Segment Start: Text
Douglas County schools to enforce new cellphone rules this fall
Douglas County students will still use phones at lunch and between classes, but Highlands Ranch High and every district school must keep them out of sight during class.

Highlands Ranch High School students will have to keep cellphones out of sight during class this fall as Douglas County School District begins enforcing a new districtwide device policy. The rules still allow phones during passing periods and lunch, giving Douglas County a less restrictive approach than districts that have adopted bell-to-bell bans.
The change comes as Colorado schools prepare to comply with House Bill 25-1135, which requires every district and charter school to adopt, implement and post a communication-device policy by July 1. The Colorado Department of Education says those policies must spell out when students can possess or use devices and must include exceptions for disability accommodations, medical needs and emergencies.

Douglas County’s board approved its final policy on April 21, 2026, after modifying earlier drafts. District leaders had already tested the issue with a community forum in November 2025, when students, parents and faculty weighed in on how the rules should work before the board signed off.
The district serves about 61,000 students and is Colorado’s third-largest, which makes the rollout at Highlands Ranch High School a test case for how a large suburban system handles enforcement day to day. Colorado school districts have taken different paths: some have gone to bell-to-bell bans, while others, including Douglas County, are keeping access during lunch and passing periods.
Segment End: Text
Segment Start: Study material
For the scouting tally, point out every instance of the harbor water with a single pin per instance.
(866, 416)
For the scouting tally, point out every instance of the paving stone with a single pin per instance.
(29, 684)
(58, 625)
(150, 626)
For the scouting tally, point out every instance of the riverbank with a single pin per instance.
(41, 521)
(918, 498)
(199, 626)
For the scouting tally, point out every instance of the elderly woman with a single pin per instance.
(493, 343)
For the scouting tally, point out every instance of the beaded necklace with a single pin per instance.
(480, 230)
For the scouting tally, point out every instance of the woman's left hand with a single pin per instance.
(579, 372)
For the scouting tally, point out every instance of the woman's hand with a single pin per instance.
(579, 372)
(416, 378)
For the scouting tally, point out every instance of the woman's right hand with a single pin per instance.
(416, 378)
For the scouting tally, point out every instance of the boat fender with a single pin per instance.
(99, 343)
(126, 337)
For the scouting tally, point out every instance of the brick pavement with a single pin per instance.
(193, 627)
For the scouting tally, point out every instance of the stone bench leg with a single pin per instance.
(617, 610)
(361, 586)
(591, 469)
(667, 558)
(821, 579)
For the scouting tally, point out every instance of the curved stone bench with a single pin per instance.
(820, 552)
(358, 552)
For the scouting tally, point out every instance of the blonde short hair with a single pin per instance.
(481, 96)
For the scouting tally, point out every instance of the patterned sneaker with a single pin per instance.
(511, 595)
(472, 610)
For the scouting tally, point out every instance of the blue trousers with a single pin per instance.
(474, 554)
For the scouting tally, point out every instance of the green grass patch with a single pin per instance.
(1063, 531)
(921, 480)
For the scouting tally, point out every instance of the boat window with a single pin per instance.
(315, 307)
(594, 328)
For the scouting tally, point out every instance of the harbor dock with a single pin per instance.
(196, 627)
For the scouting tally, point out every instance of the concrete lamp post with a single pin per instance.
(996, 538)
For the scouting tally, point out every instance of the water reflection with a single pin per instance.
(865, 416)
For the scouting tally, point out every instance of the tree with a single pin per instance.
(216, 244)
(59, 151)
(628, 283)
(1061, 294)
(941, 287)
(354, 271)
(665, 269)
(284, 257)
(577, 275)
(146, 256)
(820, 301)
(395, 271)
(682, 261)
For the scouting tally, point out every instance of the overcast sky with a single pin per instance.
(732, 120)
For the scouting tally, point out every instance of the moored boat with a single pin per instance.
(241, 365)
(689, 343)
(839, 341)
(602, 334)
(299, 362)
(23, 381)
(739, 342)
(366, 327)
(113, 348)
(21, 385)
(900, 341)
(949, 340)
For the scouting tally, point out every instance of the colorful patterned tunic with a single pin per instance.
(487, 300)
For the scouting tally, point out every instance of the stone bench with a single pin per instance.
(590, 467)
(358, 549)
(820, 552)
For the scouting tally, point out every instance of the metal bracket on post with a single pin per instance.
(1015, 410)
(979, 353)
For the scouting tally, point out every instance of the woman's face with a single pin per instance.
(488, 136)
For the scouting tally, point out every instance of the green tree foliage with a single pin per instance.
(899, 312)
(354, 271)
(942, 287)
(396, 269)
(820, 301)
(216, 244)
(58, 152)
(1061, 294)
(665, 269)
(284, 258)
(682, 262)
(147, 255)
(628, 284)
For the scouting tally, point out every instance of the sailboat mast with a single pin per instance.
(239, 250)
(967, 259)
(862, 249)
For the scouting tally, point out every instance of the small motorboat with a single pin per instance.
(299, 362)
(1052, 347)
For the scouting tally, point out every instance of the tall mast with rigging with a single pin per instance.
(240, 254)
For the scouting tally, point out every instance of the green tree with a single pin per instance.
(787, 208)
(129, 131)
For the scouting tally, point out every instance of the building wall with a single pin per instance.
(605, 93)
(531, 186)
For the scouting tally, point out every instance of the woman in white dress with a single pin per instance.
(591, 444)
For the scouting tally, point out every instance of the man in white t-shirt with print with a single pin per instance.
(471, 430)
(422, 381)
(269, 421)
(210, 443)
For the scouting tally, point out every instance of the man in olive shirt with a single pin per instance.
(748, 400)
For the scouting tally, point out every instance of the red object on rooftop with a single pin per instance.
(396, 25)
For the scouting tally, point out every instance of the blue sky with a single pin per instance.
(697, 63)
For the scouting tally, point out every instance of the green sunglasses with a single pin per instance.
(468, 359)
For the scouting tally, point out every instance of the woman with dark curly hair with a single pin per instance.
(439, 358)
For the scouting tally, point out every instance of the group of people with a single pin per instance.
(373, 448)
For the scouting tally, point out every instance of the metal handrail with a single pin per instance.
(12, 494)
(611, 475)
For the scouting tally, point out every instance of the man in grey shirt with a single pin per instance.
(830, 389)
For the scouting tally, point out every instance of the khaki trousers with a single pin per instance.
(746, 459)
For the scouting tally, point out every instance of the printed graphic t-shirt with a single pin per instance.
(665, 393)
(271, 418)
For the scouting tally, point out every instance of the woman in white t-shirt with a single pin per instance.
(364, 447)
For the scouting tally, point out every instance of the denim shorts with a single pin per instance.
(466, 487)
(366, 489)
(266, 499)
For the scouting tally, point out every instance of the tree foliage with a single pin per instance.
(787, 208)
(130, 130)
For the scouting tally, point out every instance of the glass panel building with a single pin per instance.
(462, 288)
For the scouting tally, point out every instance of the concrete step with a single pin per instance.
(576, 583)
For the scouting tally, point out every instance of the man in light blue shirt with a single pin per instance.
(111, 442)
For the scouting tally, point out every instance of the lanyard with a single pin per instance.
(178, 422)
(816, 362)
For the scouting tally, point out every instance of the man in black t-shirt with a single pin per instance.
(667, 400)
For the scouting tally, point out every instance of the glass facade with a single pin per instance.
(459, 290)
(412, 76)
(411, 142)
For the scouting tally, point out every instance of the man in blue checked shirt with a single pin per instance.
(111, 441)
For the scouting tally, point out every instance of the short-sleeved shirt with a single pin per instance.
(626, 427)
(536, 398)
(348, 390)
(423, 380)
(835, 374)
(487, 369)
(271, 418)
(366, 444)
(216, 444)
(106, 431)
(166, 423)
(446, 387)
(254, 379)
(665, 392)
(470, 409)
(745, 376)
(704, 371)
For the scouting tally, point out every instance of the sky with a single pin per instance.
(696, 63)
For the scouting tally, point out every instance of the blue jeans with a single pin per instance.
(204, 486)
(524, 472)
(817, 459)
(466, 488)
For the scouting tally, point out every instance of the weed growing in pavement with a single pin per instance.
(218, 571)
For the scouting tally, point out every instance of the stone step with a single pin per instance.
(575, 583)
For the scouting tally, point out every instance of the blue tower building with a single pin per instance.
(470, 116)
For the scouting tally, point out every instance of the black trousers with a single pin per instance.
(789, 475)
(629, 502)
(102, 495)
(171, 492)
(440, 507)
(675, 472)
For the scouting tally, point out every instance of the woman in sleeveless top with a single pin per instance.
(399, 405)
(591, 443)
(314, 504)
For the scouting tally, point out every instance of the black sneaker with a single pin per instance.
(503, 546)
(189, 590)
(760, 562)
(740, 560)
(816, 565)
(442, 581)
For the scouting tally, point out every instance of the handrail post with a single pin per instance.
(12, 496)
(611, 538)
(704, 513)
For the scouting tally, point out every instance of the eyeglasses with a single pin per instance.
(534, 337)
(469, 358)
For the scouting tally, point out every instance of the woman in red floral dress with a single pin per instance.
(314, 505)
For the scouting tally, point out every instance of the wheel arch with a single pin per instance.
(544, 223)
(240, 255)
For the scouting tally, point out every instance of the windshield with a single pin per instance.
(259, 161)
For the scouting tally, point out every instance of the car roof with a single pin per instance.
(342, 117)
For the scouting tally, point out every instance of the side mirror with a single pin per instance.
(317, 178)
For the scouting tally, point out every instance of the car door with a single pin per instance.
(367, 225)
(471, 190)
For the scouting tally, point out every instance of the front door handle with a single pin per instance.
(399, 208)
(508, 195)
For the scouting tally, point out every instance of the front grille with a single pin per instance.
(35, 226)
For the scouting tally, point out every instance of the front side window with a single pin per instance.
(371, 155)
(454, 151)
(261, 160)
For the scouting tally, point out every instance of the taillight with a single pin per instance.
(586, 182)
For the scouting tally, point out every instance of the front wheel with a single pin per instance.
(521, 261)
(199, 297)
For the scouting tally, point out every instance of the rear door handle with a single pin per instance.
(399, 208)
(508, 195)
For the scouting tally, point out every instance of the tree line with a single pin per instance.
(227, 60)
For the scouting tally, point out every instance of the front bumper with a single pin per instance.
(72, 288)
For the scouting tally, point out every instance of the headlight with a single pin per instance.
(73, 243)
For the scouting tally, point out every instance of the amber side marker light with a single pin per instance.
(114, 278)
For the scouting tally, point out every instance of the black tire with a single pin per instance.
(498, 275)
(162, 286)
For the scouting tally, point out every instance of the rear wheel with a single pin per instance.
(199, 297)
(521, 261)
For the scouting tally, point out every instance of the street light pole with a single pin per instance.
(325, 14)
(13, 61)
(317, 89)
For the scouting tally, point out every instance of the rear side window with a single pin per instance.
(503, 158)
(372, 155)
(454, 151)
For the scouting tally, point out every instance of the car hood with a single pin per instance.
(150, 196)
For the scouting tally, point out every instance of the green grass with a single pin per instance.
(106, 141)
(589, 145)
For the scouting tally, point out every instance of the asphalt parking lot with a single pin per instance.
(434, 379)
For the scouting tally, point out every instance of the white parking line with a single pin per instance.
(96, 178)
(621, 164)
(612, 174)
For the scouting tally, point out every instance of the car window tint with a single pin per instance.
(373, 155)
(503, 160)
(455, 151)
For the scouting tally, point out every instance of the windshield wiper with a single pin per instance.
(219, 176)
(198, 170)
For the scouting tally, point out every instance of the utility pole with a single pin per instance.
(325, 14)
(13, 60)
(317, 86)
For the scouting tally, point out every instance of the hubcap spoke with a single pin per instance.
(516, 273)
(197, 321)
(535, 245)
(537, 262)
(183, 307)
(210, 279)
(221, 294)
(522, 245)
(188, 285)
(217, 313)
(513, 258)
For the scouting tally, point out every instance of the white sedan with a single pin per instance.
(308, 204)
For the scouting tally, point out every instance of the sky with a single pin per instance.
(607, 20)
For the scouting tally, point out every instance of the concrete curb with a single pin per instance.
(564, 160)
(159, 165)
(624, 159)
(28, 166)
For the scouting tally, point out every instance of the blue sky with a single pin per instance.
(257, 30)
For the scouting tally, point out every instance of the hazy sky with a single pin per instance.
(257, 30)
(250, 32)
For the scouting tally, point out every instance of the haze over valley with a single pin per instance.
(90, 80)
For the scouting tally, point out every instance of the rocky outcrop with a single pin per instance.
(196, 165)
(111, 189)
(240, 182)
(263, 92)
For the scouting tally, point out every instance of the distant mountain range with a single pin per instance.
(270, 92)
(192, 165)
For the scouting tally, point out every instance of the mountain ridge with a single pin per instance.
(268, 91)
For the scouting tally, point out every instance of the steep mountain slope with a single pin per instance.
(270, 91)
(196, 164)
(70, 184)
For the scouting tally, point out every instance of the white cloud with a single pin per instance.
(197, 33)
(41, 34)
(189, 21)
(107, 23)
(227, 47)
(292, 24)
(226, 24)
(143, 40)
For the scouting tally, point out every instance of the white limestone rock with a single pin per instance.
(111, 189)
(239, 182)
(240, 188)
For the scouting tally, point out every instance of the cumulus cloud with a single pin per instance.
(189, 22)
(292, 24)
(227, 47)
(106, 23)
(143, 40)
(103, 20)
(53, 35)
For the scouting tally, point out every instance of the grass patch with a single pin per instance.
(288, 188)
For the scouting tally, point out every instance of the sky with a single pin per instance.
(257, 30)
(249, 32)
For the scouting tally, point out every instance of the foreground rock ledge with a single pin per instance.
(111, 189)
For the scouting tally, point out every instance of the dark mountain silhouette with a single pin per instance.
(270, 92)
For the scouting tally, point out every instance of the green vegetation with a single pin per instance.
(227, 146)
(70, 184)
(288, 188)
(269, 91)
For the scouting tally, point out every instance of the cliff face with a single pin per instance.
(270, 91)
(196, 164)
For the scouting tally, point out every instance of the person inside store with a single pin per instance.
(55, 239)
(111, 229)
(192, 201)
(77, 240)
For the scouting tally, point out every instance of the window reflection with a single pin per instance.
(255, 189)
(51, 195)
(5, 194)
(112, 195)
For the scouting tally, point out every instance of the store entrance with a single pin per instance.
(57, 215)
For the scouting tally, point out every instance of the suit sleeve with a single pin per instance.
Segment End: Study material
Work task A » According to the article on Douglas County's cellphone rules, what exceptions must the state-required device policies include? List every one.
Work task B » In the Douglas County cellphone rules article, about how many students does the district serve?
Work task C » Write the next part of the article on Douglas County's cellphone rules, starting right after its final sentence.
The material has no connection to the article on Douglas County's cellphone rules.

Response box A » Disability accommodations, medical needs and emergencies.

Response box B » About 61,000 students.

Response box C »
State education leaders have framed the policy shift as a response to a familiar classroom problem. A presentation to the Colorado State Board of Education in May linked consistently enforced cellphone rules to higher educator satisfaction and fewer classroom distractions, the kind of tradeoff Douglas County is now trying to strike. The district has said it is committed to sharing information and resources so families know what the rules mean and how they will be carried out across campuses.
By midsemester, teachers and families will be watching for the same expectations at Highlands Ranch High School and across Douglas County, along with fewer interruptions once class starts. The real test will be whether students adapt to the tighter routine and whether the rules are enforced the same way from one campus to the next.